• PASSAGE PROVIDED:
------
My idea is a community score card (CSC) toolkit that enables community members, service providers and local government to prioritise actions and solutions to address women and girls’ safety issues. It tackles the problem of insecurity among women and girls resulting from poor delivery of public services like street lighting, running water and unclear public road sides. It addresses the problem by providing an interface mechanism where service users and local government jointly generate solutions and work in partnership to implement and track the effectiveness of solutions to enhance the safety of women and girls ***** In many urban areas of Zimbabwe women fear for their safety: broken street lights and derelict public toilets are just two of many factors which contribute to fear and insecurity for women. It is the responsibility of the authorities to ensure that towns are safe for women and girls, but they often do not understand or respond to women’s needs. Years of unemployment and urban decay have broken down the structures needed for vibrant civic participation. We propose a community score card on women’s safety that will prioritise and highlight women’s needs and concerns. This simple tool creates the basis for discussion with authorities in order to jointly propose, prioritise and monitor solutions, and empower women to participate in public life.
------
[Boundary labeling material]
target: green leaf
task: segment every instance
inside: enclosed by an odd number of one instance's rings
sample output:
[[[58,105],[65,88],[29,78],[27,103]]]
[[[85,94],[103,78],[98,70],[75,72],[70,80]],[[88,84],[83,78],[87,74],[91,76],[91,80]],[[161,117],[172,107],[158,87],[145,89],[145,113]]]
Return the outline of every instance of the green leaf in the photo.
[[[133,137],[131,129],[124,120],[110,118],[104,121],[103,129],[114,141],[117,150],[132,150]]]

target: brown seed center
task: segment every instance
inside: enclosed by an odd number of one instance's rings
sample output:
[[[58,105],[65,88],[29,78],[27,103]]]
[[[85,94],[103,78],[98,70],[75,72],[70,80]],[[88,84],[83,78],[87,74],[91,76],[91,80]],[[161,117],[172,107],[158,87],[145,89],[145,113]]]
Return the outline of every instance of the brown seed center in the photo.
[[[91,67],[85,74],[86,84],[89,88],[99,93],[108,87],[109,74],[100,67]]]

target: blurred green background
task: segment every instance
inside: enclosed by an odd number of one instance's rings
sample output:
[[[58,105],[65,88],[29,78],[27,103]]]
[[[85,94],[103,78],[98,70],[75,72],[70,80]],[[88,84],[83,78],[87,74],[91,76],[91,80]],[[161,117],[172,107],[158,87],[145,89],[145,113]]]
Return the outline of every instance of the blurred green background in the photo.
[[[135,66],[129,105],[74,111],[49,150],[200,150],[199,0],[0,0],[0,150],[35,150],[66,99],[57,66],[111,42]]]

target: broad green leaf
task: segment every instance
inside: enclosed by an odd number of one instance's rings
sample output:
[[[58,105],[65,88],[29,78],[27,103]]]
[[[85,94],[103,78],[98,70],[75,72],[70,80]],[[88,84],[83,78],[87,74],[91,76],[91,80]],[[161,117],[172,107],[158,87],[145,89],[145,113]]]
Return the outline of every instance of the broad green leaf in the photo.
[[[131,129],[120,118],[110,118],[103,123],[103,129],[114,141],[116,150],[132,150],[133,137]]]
------
• WHAT IS REQUIRED:
Answer these from the passage above about the community score card:
1. Which public services does the passage give as examples of poor delivery?
2. In the urban areas of which country do women fear for their safety?
3. What has broken down the structures needed for vibrant civic participation?

• PROBLEM SOLUTION:
1. Street lighting, running water and unclear public road sides.
2. Zimbabwe.
3. Years of unemployment and urban decay.